[Texto de lectura]

El miedo a la soledad es, sin duda alguna, uno de los miedos propios de la condición humana. La soledad acompaña a la persona desde la cuna hasta la sepultura. La soledad puede experimentarse en forma de miedo o temor, con perfiles muy diversos, a lo largo de la travesía de la vida. El niño siente miedo a encontrarse solo en la oscuridad, a perderse en la gran ciudad desconocida, a no encontrar a su madre. Los adolescentes experimentan la soledad como miedo a ser rechazados por sus amigos y como temor «al qué dirán», a lo que puedan decir de ellos. Los jóvenes adultos sienten hoy miedo a la soledad de no encontrar pareja ni trabajo. A los casados les da miedo la soledad que acompaña la posible pérdida de su trabajo, que su pareja les abandone, o que tal vez suceda algo grave a alguno de sus hijos. Los ancianos experimentan el miedo a la soledad de ser un estorbo para los demás, de no valerse por sí mismos o de que nadie se acuerde de ellos y que no tengan con quien hablar.
Es un hecho que la persona nace y muere sola. En el inicio y en el término de su vida, no obstante, alguien puede hacerle compañía, lo que siempre se agradece. Pero esa compañía no significa que le puedan sustituir como persona en cualquier trance de su existencia. Ante cualquier crisis vital, por eso, cada uno ha de hacer frente a su propia responsabilidad. Ante la propia responsabilidad todas las personas nos encontramos solas.

[Problema planteado] ¿Puedes transcribir sin cambios el fragmento del texto sobre el miedo a la soledad que va desde "Es un hecho" hasta "nos encontramos solas.", ambos incluidos?

[Datos proporcionados]
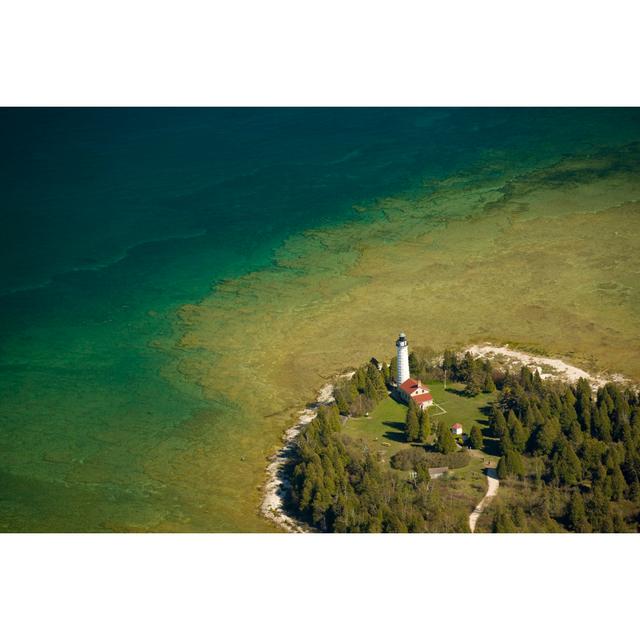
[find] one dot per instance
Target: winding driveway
(492, 489)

[Respuesta]
Es un hecho que la persona nace y muere sola. En el inicio y en el término de su vida, no obstante, alguien puede hacerle compañía, lo que siempre se agradece. Pero esa compañía no significa que le puedan sustituir como persona en cualquier trance de su existencia. Ante cualquier crisis vital, por eso, cada uno ha de hacer frente a su propia responsabilidad. Ante la propia responsabilidad todas las personas nos encontramos solas.